This shortfall stems from an Average Effective Tariff Rate (AETR) that is far lower than anticipated. The AETR is currently estimated at just 12%, falling significantly short of the near-20% widely expected earlier this spring. Even the Congressional Budget Office (CBO) was surprised, reducing its estimate of the pre-substitution tariff rate to 16.5% from 20.5% last month. Pantheon Macro Chief U.S. Economist Samuel Tombs and Senior U.S. Economist Oliver Allen identified three primary factors driving the lower-than-expected AETR, starting with the U.S.’s relationship with China. In short, the plunge in trading activity with China isn’t being made up for with fresh tariff revenue.

1. China imports plunge and rerouting

The first major factor is the sharp decline in imports from China, which have plunged by 30%. China’s share of total U.S. imports has dropped to just 9%, down from 13% in 2024. Companies are quite clearly rerouting trade through Vietnam, Pantheon found. Imports from Vietnam have surged to account for 6% of all imports, up from 4% last year, driven by “huge increases in imports of game consoles, TVs and clothes.” All of these bear a 20% tariff, below the near-50% rate applied to Chinese imports.

2. USMCA compliance exceeds expectations

Second is the result of a Trump policy from his first term in office: the long-heralded renegotiation of NAFTA known as the United States-Mexico-Canada Agreement (USMCA). It turns out the proportion of goods entering the U.S. tariff-free from Canada and Mexico under USMCA is much higher than initial estimates suggested.

The White House estimated in March that 38% of Canadian imports and 50% of Mexican imports were covered by the USMCA. After Trump’s surprise tariff hikes on each country this year, subject to negotiation downward, goods not compliant with USMCA rules are currently tariffed at 35% from Canada and 25% from Mexico, with the exception of a 10% tariff on energy resources from Canada.

This suggests the realized AETRs for those countries should have been approximately 18% and 13%, respectively. However, the data shows realized AETRs in August were just 5% in both Canada and Mexico. This implies a substantial increase in the share of imports entering under the USMCA deal.

PROVIDED RECORDS.
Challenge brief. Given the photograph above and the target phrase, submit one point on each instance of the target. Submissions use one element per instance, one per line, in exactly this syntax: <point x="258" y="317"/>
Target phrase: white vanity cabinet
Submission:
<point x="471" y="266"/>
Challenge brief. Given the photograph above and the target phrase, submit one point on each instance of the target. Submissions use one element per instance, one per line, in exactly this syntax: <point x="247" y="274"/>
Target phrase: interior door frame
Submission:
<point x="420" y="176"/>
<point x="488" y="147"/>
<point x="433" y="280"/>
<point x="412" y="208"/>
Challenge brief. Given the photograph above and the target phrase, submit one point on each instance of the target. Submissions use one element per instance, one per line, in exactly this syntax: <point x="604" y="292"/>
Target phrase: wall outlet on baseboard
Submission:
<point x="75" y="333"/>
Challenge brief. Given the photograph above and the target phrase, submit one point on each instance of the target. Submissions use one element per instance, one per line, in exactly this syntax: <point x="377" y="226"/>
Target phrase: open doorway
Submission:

TASKS TO COMPLETE.
1. Answer these about the tariff passage:
(a) To what figure did the CBO lower its estimate of the pre-substitution tariff rate?
(b) What share of total U.S. imports does China now account for?
(c) At what rate are goods from Mexico that don't comply with USMCA rules currently tariffed?
2. Retype the stretch of the tariff passage from "2. USMCA compliance" through "initial estimates suggested.".

SOLUTIONS PER TASK.
1.
(a) 16.5%, down from 20.5%.
(b) 9%, down from 13% in 2024.
(c) 25%.

2.
2. USMCA compliance exceeds expectations

Second is the result of a Trump policy from his first term in office: the long-heralded renegotiation of NAFTA known as the United States-Mexico-Canada Agreement (USMCA). It turns out the proportion of goods entering the U.S. tariff-free from Canada and Mexico under USMCA is much higher than initial estimates suggested.